- **Directions**:
A – Which file names ending in .h or .c does the Vstr cat page mention? List each one once.
B – Reproduce the records starting at the line containing "the raised arm." and ending at the line containing "[178,79,421,491]", both included, leaving out the pictures.

This is a full header file needed to do simple non-blocking IO operations, it also puts into functions the common init and exit sections. This will be used by all of the following examples. The Simple GETOPT implementation isn't used for a while, so you can ignore that for now. A quick overview of the changes from the hello_world.h header file are...

And a quick review of the additions...

This example is available here (12.14KB, Last modified: Tue May 17 20:04:00 2005).

Unix cat command

This is the unix cat command, implemented with the help of the functions in the above ex_utils.h header file. This uses the same Vstr string for both input and output and uses non-blocking IO, both of which are done for efficiency.

If you have seen something like the "simple" cat in LAD this version looks much bigger. However one of the main reasons for this is that the LAD version has many bugs. The main problem is the lack of checking on the IO calls, this is most easily demonstrated by running it like so...

perl -e 'use Fcntl; fcntl(STDIN, F_SETFL, O_NONBLOCK); exec(@ARGV);' ./cat

...will cause the LAD version to exit immediatley due to an EAGAIN being returned from read. This problem also affects the LAD version being used in a blocking pipe due to the fact that write() isn't required to write() all it's data.

The LAD version also doesn't open() any files, which is significant functionality. So after fixing those bugs we get something that is much closer to the Vstr version and it still suffers from performance problems due to the need to block on input and output separately. It is possible to create a version using read, write and poll that would perform the same as the Vstr version ... however even the simplest method would have to implement it's own ring buffer which is very prone to error and would almost certainly make it bigger than ex_cat.c and ex_utils.h combined.

/* This is a _simple_ cat program.
 * Reads from stdin if no args are given.
 *
 * This shows how to use the Vstr library at it's simpelest,
 * for easy and fast IO. Note however that all needed error detection is
 * included.
 *
 * This file is more commented than normal code, so as to make it easy to follow
 * while knowing almost nothing about Vstr or Linux IO programming.
 */
#include "ex_utils.h"

#define CONF_USE_MMAP_DEF FALSE

/*  Keep reading on the file descriptor until there is no more data (ERR_EOF)
 * abort if there is an error reading or writing */
static void ex_cat_read_fd_write_stdout(Vstr_base *s1, int fd)

Raw records:
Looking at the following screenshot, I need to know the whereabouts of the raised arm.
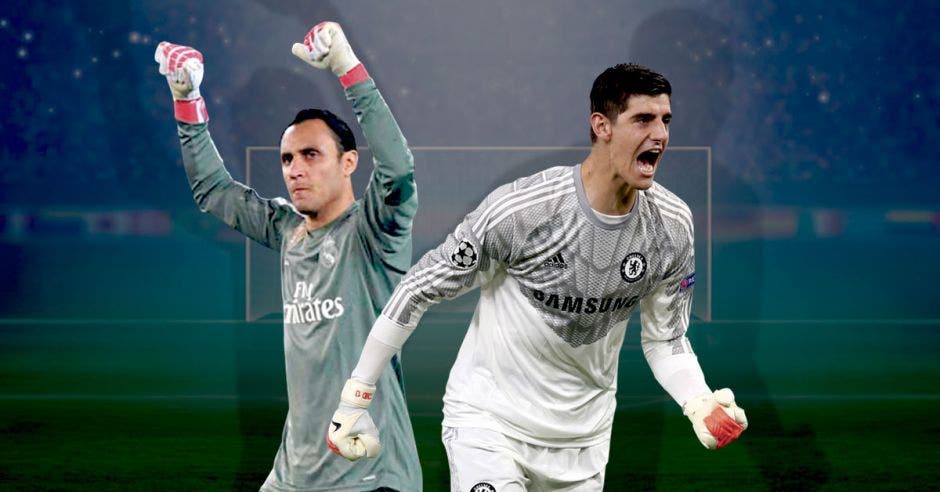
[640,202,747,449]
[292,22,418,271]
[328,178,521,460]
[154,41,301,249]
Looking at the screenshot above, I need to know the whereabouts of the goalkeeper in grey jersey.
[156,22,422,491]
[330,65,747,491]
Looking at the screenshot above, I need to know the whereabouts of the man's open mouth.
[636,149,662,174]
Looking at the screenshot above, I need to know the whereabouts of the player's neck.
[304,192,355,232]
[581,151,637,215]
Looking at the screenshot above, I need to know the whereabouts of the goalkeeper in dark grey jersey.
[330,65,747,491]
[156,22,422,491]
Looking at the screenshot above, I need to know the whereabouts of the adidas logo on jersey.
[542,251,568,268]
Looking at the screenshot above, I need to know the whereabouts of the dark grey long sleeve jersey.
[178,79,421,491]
==
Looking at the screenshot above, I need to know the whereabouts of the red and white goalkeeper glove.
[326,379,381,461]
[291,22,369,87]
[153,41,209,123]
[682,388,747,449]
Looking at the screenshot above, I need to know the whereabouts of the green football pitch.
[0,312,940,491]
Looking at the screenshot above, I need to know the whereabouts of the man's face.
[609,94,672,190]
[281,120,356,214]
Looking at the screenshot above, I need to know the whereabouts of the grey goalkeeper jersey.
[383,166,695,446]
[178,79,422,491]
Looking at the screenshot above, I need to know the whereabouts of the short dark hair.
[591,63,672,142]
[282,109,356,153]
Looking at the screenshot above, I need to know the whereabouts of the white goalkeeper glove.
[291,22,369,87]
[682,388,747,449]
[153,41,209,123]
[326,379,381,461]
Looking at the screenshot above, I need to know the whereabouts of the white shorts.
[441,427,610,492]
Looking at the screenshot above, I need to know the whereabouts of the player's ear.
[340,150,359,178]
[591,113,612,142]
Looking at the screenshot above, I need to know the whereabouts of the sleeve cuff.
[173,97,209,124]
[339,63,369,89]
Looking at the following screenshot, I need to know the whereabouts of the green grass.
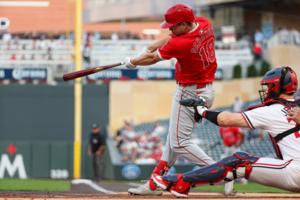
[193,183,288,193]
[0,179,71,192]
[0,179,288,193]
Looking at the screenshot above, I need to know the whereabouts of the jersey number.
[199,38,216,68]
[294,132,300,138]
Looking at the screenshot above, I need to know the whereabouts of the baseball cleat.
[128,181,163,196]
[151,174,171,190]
---
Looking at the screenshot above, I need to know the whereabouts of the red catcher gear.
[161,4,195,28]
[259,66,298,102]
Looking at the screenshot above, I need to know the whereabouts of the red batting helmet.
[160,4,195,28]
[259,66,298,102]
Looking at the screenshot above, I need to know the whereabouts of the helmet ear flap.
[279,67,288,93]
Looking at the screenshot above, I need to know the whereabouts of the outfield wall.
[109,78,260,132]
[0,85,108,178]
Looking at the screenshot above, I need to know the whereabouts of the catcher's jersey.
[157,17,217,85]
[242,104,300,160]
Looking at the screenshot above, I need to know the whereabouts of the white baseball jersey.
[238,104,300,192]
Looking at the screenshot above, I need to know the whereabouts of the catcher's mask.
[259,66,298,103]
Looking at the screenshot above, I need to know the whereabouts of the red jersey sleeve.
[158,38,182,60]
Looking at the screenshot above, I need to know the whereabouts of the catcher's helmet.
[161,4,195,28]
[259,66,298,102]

- **Answers to the exercises**:
A – hello_world.h, ex_utils.h, ex_cat.c

B –
Looking at the following screenshot, I need to know the whereabouts of the raised arm.
[640,202,747,449]
[292,22,418,271]
[328,178,521,460]
[154,41,301,249]
Looking at the screenshot above, I need to know the whereabouts of the goalkeeper in grey jersey.
[156,22,422,491]
[330,65,747,491]
Looking at the screenshot above, I need to know the whereabouts of the man's open mouth.
[636,149,662,174]
Looking at the screenshot above, I need to know the whereabouts of the player's neck.
[304,192,355,232]
[581,151,637,215]
Looking at the screenshot above, I need to know the whereabouts of the goalkeeper in dark grey jersey.
[330,65,747,491]
[156,22,422,491]
Looking at the screenshot above, I need to know the whereabouts of the adidas logo on jersey.
[542,251,568,268]
Looking at the screenshot above, I need to know the whereabouts of the dark grey long sleeve jersey.
[178,79,421,491]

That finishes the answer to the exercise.